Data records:
——————————
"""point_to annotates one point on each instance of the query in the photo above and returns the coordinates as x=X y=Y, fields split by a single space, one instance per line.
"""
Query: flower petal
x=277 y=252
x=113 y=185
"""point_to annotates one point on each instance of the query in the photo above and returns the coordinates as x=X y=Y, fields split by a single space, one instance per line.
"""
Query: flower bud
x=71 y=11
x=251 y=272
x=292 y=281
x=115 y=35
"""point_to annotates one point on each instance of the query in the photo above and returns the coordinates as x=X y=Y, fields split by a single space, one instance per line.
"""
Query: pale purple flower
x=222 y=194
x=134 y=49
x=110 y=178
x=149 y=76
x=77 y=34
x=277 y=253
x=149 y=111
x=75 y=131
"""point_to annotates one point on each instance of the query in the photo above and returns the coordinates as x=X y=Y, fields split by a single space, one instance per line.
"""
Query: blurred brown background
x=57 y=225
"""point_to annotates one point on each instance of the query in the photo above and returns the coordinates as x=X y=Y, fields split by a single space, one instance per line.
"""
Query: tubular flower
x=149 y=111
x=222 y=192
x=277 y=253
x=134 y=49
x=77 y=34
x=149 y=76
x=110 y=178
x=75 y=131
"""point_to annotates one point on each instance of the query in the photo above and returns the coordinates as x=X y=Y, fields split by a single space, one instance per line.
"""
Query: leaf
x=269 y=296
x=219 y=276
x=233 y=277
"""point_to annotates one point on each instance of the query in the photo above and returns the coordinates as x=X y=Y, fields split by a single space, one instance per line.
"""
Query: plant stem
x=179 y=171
——————————
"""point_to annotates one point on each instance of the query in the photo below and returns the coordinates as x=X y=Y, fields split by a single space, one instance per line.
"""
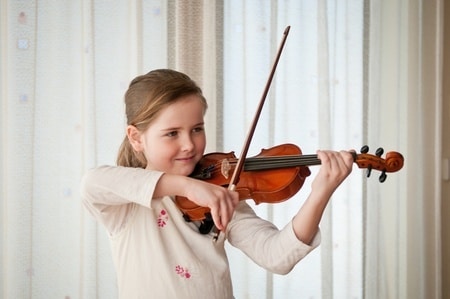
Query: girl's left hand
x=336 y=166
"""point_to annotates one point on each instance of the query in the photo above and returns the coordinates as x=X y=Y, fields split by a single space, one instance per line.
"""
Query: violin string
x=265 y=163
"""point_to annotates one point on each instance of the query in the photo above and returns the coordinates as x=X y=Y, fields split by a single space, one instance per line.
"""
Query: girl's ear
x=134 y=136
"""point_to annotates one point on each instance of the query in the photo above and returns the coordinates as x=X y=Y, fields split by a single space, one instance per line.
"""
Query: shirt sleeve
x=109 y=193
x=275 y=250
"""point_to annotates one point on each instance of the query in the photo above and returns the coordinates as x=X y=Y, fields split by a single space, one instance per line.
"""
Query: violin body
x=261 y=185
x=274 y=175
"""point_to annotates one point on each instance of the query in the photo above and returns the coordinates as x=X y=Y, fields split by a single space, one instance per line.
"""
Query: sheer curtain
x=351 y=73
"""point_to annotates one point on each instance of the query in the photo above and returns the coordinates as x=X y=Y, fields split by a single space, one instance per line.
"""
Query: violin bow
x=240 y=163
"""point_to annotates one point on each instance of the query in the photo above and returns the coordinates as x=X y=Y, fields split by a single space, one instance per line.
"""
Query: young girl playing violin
——————————
◆ What you are asked to do: Return exactly the lines above from the line that has "Query: violin bow" through the line that has "Query: young girl playing violin", inclusive, and nothing else.

◆ Result for this task:
Query: violin bow
x=240 y=163
"""point_to annotates one point on each instance of the query in the photo above and returns the coordinates as x=X y=Y, fields split by a single space, one instance per line.
"""
Query: young girl playing violin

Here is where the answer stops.